= WORK TO DO =
(a) Could you translate this sentence from the coal-mining extract into Spanish: "He put on a pair of gloves, but these wore through in a day."
(b) Can you continue the extract about Hal's work in the coal mine from the point where it stops?

= EXTRACT PROVIDED =
>> BEGIN

If any one had told him the horror of attempting to work in a room five feet high, he would not have believed it. It was like some of the dreadful devices of torture which one saw in European castles, the “iron maiden” and the “spiked collar.” Hal’s back burned as if hot irons were being run up and down it; every separate joint and muscle cried aloud. It seemed as if he could never learn the lesson of the jagged ceiling above his head—he bumped it and continued to bump it, until his scalp was a mass of cuts and bruises, and his head ached till he was nearly blind, and he would have to throw himself flat on the ground…It was amazing how many ways there were to bruise and tear one’s fingers, loading lumps of coal into a car. He put on a pair of gloves, but these wore through in a day. And then the gas, and the smoke of powder, stifling one; and the terrible burning of the eyes, from the dust and the feeble light. There was no way to rub these burning eyes, because everything about one was equally dusty. Could anybody have imagined the torment of that—any of those ladies who rode in softly upholstered parlour-cars, or reclined upon the decks of steam-ships in gleaming tropic seas? (38)

Hal also realizes that the coal bosses are cheating the workers out of their commission. The bosses weigh each worker’s cart of coal and determine how much that worker will be paid. The bosses always underrepresent the amount of coal in each cart. Hal notes that the government has passed a law that allows for the workers to appoint a check weigh man to check the bosses’ estimate of the coal weight. Hal argues with one of the miners about whether unions are needed to enforce such laws:

“How do you feel about unions?”

Hal answered, “They’re one of the things I want to find out about. You hear this and that—there’s so much prejudice on each side. I want to help the under dog, but I want to be sure of the right way.”

“What other way is there?” And Olson paused. “To appeal to the tender hearts of the owners?”

“Not exactly; but mightn’t one appeal to the world in general—to public opinion? I was brought up an American, and learned to believe in my country. I can’t think but
there’s some way to get justice. Maybe if the men were to go into politics—”

>> END

= MATERIAL SUPPLIED =

>> BEGIN

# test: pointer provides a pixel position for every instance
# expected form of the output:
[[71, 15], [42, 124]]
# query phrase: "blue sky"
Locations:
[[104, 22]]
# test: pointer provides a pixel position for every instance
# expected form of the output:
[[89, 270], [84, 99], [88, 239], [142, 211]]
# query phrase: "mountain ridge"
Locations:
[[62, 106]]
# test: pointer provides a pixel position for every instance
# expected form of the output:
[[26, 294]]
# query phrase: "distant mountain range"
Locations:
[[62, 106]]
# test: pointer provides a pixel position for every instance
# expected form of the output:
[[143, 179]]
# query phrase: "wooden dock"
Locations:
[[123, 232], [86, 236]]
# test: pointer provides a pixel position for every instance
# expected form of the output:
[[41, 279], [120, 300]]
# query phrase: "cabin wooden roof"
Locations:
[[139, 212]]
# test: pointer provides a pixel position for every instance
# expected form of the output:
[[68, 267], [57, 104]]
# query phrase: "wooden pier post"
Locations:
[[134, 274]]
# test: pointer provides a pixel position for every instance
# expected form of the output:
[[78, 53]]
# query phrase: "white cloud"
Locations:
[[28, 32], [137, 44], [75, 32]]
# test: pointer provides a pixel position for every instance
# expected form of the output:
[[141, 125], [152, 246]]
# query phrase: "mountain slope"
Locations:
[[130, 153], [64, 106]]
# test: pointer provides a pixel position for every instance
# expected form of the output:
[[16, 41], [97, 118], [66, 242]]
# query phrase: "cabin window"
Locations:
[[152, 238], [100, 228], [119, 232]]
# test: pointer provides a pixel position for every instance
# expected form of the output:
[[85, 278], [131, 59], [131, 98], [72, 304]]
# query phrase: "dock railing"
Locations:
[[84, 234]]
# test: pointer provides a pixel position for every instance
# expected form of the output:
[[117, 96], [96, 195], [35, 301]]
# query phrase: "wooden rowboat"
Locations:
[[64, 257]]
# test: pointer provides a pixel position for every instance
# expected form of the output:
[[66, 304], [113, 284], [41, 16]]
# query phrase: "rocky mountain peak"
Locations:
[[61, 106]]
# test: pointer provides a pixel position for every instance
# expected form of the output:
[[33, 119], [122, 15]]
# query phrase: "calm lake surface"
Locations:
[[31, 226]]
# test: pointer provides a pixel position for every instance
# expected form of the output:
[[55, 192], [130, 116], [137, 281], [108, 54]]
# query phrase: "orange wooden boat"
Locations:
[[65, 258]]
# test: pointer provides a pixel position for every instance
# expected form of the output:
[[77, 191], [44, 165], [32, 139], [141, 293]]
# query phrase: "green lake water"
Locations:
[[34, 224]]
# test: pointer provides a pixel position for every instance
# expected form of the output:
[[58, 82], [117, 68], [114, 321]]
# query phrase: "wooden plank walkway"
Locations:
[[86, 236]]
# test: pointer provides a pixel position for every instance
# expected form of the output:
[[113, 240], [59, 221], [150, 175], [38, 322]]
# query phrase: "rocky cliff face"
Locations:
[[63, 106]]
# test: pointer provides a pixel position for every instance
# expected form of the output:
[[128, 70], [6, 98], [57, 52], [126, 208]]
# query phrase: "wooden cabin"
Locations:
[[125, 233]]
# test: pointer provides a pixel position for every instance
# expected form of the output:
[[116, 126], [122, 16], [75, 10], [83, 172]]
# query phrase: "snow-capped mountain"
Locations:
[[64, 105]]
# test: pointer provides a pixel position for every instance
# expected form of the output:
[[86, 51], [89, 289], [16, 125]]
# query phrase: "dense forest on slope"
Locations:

>> END

= EXPECTED ANSWERS =
(a) Se puso un par de guantes, pero estos se desgastaron en un día.

(b)
“Politics?” cried Olson. “My God! How long have you been in this place?”

“Only a couple of months.”

“Well, stay till November, and see what they do with the ballot-boxes in these camps!”

“I can imagine, of course—”

“No, you can’t. Any more than you could imagine the graft and the misery!”

“But if the men should take to voting together—”

“How can they take to voting together—when any one who mentions the idea goes down the canyon? Why, you can’t even get naturalisation papers, unless you’re a company man; they won’t register you, unless the boss gives you an O. K. How are
you going to make a start, unless you have a union?”

It sounded reasonable, Hal had to admit; but he thought of the stories he had heard about “walking delegates,” all the dreadful consequences of “union domination.” He had not meant to go in for unionism!

Olson was continuing. “We’ve had laws passed, a whole raft of laws about coal-mining—the eight-hour law, the anti-scrip law, the company-store law, the mine-sprinkling law, the check-weighman law. What difference has it made in North Valley that there are such laws on the statute-books? Would you ever even know about them?”

“Ah, now!” said Hal. “If you put it that way—if your movement is to have the law enforced—I’m with you!”

“But how will you get the law enforced, except by a union? No individual man can do it—it’s ‘down the canyon’ with him if he mentions the law. In Western City our union people go to the state officials, but they never do anything—and why? They know we haven’t got the men behind us! It’s the same with the politicians as it is with the bosses—the union is the thing that counts!”

Hal found this an entirely new argument.

“People don’t realise that idea—that men have to be organised to get their legal rights” (41-42).

Hal will change his opinion about unions later in the novel, but first he tries to convince the bosses to the change their ways with the law. The miners choose Hal to be their check weigh man, however when Hal tries to work with the bosses, they try to bribe him into keeping his mouth shut. When it becomes clear that the Hal cannot be bought the marshal attempts to frame Hal for accepting a bribe so that the workers will no longer trust him. Though Hal outwits them, he is eventually put into the jail by the marshal. The marshal threatens Hal and tells him that he has two choices: he can admit to stealing money and be fired or he can go to jail for ten years. Hal lets the marshal in on the fact that he is not really a worker but the son of a wealthy businessman. The marshal immediately changes his tune and lets Hal go.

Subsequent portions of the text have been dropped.